[[ Records shown open ]]
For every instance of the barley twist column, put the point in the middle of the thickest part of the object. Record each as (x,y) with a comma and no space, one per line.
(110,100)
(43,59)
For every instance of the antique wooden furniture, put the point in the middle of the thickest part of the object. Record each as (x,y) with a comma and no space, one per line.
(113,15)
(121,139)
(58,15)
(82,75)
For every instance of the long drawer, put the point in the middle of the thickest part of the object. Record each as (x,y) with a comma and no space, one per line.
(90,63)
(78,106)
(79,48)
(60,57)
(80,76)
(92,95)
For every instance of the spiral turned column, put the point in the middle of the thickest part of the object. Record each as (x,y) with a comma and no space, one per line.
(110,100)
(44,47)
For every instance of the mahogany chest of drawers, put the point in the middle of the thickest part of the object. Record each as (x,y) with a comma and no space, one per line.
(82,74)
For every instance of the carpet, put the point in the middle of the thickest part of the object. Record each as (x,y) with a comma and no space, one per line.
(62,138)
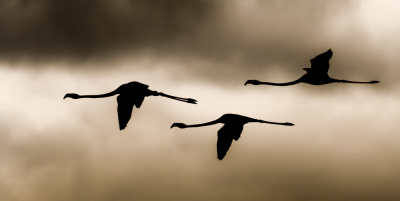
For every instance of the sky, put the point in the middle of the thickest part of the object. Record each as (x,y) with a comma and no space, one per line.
(344,144)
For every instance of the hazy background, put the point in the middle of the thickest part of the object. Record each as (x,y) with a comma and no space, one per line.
(345,144)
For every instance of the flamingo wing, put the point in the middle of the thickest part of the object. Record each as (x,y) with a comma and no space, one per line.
(320,63)
(226,135)
(125,107)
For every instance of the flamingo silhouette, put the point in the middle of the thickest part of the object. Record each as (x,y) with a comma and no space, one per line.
(230,131)
(130,94)
(316,75)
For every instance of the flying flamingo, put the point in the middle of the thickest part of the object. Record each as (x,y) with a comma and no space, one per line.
(316,75)
(230,131)
(130,94)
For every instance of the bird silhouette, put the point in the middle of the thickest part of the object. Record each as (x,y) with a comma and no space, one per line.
(316,75)
(230,131)
(130,94)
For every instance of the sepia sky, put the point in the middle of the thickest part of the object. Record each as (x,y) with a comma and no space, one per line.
(345,144)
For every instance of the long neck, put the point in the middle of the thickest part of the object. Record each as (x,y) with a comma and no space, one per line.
(203,124)
(100,95)
(355,82)
(282,84)
(270,122)
(171,97)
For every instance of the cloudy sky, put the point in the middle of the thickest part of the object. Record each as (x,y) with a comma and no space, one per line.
(344,145)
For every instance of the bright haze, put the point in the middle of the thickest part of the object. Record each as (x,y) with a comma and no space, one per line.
(344,145)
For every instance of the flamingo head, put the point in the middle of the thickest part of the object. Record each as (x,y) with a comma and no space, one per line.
(71,95)
(179,125)
(253,82)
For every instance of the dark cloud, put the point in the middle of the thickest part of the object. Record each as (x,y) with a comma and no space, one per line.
(231,39)
(78,29)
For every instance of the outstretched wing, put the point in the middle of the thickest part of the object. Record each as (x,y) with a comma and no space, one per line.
(320,63)
(226,135)
(125,107)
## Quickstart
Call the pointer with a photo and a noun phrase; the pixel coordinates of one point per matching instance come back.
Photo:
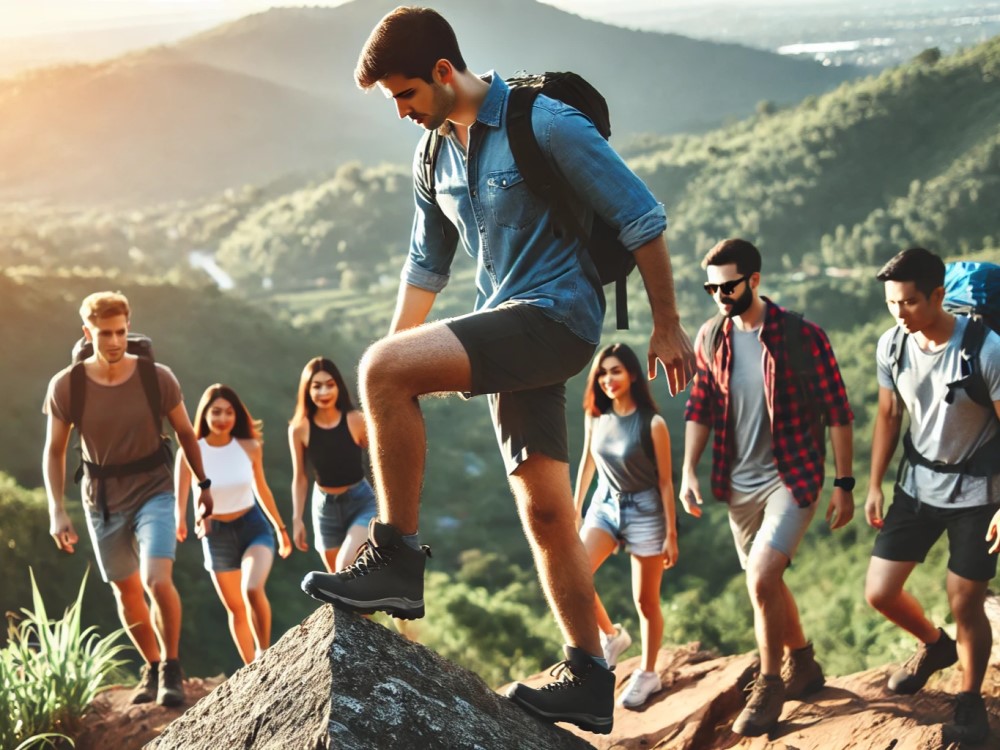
[[ Records shown closed ]]
**Work task**
Leave out the pictures and repeat everything else in the records exactly.

**Your solution**
For every instance of the barley twist column, put the point in the middle of the thickest part of the object. Record each as (x,y) with a comma and no space, one per line.
(110,100)
(43,59)
For every instance of the antique wooden furniture, put the point in the middle of the thickest part of the object. Record each as (x,y) with a comma and no space, one per line.
(113,15)
(121,139)
(58,15)
(82,75)
For every instance of the long drawer, put the point in the middle of the thickest part of the object. Record each as (x,y) with a comma and no space, one per line.
(90,63)
(78,106)
(79,48)
(60,57)
(80,76)
(92,95)
For every instance of the spiral turned column, put the point in the middle of the thickest part of the object. Record each as (x,y) with a comma and no space, one per line.
(110,100)
(44,47)
For every instance of the mahogany chest of drawers, put the point in the middle of the thickest part of the object. Record each as (x,y) with a comma and no space, one per line.
(82,74)
For every instance of the carpet, put the point in the middle of the thickest part of the object. Record each as (x,y) with a comma and no space, one per line.
(62,138)
For every instance of the sky, put the point in the middle of the thickest part of the object. Record each as (x,y) with a comma and no space, one per line.
(344,144)
For every instance of the hazy background, put the point in the middle of the thickest part of the object. Record each as (x,y) with a comma and no space, one per line.
(345,144)
For every instance of the flamingo wing, put the point in the middle of the thickest part of the object. Record each as (x,y) with a comma and no space, one per line.
(320,63)
(226,135)
(125,107)
For every instance of the flamingo silhouette, put the point in the middle of the thickest part of the object. Record each as (x,y) with a comma and no space, one per line.
(230,131)
(130,94)
(316,75)
For every instance of the flying flamingo, put the point in the middle of the thickest part of the object. Record each as (x,y) with a comma and no space, one per line.
(316,75)
(230,131)
(130,94)
For every instance of the bird silhouette, put the point in the middle of the thickest part of the object. Record each as (x,y) with a comma and no space, one per line.
(316,75)
(230,131)
(130,94)
For every instance of the sepia sky, put the point in the middle of the thickest part of the object. Record each as (x,y) with a comma and no space, one per line.
(345,144)
For every instance of the long neck, put the point in the middle of the thickest part of the object. Record each as (x,y) with a comma and no space, one per line.
(203,124)
(100,95)
(355,82)
(282,84)
(270,122)
(171,97)
For every instance of the cloudy sky, put the point in the middle of the thickest part of the object. Record each as (x,y) with a comma and no space, one per line.
(344,145)
For every instance of the bright haze, put the point in the middle of the thickest part of the object. Record each as (x,y) with a comma and no space, one per line.
(344,145)
For every instance of the flamingo head, put the point in the middle of the thickest part of the object. Record each as (x,y) with a comma and no space, one per line.
(71,95)
(179,125)
(253,82)
For every instance of the dark cloud, put the point in the middle of the thickest part of the object. Record each as (x,y) with a comma and no space, one per line.
(231,39)
(78,29)
For every instance of the outstretched wing, put the point in the middle of the thickest part of the object. Record each as (x,y) with a comma and no space, one per line.
(320,63)
(226,135)
(125,107)
## Quickstart
Call the pointer with a photo and a noun phrase; the pixel coordinates of one point per matching instance come back.
Photo:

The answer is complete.